- **EXERCISE INSTRUCTIONS**
(1) Please rewrite the Roe vs. Wade passage beginning at the words "St. Olaf College's" and stopping after "the United States.", replacing "attorney" with "lawyer".
(2) According to the Roe vs. Wade passage, which amendment to the United States Constitution did the Court hold protected a person's right to privacy?

St. Olaf College's theme for Women's History Month is "Women in Politics." The featured guest speaker was Sarah Weddington, the attorney who, in 1973, argued the winning side of Roe vs. Wade before the United States Supreme Court. This decision significantly influenced women's reproductive rights by overturning the Texas interpretation of abortion law and making abortion legal in the United States.

The Roe vs. Wade decision held that a woman, with her doctor, could choose abortion in earlier months of pregnancy without restriction, and with restrictions in later months, based on the right to privacy. It invalidated all state laws limiting women's access to abortions during the first trimester of pregnancy based on the Ninth Amendment to the United States Constitution, a part of the Bill of Rights. The Court's decision in this case was that the Ninth Amendment, "the enumeration in the Constitution, of certain rights, shall not be construed to deny or disparage others retained by the people," protected a person's right to privacy.

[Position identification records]
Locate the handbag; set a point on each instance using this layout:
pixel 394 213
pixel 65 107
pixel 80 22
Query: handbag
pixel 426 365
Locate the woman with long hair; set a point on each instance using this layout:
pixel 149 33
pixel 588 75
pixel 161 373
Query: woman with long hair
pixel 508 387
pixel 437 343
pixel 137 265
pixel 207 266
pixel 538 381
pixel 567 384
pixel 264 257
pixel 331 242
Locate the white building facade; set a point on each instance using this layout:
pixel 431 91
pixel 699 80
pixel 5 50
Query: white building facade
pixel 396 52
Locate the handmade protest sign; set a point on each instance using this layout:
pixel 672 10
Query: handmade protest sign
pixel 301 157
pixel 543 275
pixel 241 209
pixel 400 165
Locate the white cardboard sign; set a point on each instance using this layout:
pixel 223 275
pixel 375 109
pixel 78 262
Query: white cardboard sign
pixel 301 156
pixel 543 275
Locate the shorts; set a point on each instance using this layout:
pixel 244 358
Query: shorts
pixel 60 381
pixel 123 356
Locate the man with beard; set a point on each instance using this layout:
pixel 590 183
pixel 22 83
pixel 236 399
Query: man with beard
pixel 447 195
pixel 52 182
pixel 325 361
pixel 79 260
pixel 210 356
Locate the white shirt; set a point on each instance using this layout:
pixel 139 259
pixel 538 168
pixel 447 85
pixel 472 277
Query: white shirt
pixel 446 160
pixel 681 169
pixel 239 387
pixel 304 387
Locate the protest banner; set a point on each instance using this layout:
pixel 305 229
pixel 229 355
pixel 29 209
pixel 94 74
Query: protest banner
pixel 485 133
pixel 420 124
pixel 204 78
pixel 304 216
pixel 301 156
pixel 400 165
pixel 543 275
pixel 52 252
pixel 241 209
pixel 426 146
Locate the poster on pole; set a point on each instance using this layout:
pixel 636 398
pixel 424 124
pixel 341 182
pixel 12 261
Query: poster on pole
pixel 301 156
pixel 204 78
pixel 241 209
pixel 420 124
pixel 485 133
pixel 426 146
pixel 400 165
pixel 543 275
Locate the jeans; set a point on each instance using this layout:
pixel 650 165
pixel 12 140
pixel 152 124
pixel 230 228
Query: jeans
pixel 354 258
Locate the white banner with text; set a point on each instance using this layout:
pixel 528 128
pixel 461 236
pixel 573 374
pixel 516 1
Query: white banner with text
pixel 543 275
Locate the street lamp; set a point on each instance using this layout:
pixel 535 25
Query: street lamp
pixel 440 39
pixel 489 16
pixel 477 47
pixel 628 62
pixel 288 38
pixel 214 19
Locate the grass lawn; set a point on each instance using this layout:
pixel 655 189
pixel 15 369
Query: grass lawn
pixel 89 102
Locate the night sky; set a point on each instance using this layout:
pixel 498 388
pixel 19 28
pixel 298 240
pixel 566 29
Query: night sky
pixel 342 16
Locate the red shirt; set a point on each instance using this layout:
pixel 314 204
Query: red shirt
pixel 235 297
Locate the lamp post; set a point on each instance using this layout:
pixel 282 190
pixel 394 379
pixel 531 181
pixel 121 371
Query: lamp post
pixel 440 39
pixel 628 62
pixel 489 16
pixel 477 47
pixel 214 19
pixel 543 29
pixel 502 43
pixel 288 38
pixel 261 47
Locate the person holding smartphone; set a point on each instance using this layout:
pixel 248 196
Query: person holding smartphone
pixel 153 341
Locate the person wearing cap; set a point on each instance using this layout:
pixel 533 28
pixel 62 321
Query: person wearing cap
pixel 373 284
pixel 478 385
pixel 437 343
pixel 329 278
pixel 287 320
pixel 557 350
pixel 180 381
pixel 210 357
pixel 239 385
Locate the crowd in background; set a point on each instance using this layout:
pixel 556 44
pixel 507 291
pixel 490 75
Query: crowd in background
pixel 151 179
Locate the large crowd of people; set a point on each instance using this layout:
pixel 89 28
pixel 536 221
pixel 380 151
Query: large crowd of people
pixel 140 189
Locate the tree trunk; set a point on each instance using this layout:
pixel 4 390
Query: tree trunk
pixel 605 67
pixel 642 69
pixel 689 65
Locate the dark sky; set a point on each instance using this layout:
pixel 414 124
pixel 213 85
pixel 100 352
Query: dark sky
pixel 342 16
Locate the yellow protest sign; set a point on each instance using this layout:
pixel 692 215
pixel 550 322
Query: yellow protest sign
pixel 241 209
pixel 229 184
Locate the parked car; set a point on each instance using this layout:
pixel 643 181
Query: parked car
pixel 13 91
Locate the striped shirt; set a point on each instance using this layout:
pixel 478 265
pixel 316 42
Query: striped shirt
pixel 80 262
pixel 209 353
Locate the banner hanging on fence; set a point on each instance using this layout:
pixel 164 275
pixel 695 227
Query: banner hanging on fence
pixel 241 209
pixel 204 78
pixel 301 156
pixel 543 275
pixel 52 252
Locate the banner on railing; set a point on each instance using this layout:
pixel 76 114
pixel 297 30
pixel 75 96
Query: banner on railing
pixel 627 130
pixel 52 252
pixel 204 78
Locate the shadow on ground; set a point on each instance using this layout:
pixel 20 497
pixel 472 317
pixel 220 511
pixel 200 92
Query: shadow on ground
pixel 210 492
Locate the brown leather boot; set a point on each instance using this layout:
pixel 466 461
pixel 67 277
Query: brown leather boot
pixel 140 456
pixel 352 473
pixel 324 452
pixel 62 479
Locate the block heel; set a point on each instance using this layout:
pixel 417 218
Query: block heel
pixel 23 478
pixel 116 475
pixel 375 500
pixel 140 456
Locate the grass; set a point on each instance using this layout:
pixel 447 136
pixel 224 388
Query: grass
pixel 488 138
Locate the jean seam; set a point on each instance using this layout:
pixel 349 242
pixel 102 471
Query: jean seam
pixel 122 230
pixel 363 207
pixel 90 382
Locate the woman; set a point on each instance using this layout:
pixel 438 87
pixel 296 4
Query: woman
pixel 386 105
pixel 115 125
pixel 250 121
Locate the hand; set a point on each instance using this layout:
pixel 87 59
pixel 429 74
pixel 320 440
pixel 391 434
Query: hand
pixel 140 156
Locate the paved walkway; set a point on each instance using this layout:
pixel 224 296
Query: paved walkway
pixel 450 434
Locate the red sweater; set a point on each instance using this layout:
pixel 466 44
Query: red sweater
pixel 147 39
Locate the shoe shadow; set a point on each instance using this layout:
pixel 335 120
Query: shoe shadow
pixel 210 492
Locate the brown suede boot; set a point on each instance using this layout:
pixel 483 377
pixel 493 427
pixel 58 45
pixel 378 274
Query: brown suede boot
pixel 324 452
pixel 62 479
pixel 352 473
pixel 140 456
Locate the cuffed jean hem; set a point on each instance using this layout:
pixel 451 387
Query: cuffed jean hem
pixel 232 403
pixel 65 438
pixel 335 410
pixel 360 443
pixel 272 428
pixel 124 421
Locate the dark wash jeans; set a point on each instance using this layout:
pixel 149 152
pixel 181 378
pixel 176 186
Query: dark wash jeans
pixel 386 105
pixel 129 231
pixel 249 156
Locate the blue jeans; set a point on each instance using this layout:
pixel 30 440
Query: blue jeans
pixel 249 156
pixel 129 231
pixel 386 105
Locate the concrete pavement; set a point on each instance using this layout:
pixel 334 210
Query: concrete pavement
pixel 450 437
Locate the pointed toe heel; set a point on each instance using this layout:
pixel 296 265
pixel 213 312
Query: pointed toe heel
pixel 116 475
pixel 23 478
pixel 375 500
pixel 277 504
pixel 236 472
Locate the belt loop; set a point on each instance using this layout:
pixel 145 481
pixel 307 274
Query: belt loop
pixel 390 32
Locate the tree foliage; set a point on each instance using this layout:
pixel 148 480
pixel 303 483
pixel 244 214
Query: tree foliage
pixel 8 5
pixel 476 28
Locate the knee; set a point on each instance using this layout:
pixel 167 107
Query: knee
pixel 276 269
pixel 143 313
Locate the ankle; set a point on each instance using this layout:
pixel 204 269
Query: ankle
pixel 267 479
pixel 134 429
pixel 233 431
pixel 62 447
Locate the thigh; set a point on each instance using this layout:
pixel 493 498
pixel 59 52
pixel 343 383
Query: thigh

- **CORRECT ANSWERS**
(1)
St. Olaf College's theme for Women's History Month is "Women in Politics." The featured guest speaker was Sarah Weddington, the lawyer who, in 1973, argued the winning side of Roe vs. Wade before the United States Supreme Court. This decision significantly influenced women's reproductive rights by overturning the Texas interpretation of abortion law and making abortion legal in the United States.

(2) The Ninth Amendment.